» **Short exercise**
Copy out, unchanged, the stretch of the items from the line containing "Could you please indicate the steel" through the end of the items.

>> START Supplied material

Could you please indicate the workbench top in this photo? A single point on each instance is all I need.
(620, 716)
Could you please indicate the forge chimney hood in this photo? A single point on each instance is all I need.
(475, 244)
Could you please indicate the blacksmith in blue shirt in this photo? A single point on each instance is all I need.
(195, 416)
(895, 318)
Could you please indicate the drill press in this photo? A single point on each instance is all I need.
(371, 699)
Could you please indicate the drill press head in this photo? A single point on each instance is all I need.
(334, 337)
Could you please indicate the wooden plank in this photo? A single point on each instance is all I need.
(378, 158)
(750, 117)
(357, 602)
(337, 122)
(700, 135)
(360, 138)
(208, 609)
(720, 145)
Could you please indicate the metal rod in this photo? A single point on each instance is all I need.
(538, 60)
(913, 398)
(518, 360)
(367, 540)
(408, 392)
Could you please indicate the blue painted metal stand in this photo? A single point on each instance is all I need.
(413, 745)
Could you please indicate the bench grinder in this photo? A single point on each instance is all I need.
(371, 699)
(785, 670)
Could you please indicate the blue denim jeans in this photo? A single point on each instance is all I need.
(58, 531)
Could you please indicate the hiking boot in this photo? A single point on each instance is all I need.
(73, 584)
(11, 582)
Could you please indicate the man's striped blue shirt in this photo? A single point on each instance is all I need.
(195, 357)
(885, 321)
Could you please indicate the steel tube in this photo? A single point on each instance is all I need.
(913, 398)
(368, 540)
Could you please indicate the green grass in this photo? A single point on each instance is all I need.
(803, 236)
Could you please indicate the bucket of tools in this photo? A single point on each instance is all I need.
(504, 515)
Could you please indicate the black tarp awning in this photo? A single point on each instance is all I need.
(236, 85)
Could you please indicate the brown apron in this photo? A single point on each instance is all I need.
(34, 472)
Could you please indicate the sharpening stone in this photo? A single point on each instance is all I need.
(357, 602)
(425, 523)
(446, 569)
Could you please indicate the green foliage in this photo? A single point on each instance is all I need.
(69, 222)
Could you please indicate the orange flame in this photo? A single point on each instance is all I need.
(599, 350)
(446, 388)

>> END Supplied material

» **Completed exercise**
Could you please indicate the steel tube in this photo? A single point on each instance is all I need.
(913, 398)
(368, 540)
Could you please indicate the green grass in this photo? A single point on each instance is all I need.
(803, 236)
Could you please indicate the bucket of tools in this photo? A single point on each instance is all I need.
(504, 515)
Could you please indicate the black tarp awning in this photo? A single point on each instance is all I need.
(236, 85)
Could you please indicate the brown apron in this photo? A single point on each instance is all I need.
(34, 472)
Could you please indicate the sharpening stone in this photo? A single point on each instance is all I need.
(357, 602)
(425, 523)
(446, 569)
Could you please indicate the green foliage in this photo? A single point on each instance is all I need.
(69, 222)
Could you please indicate the orange flame in this photo? A single point on each instance is all I need.
(599, 350)
(446, 388)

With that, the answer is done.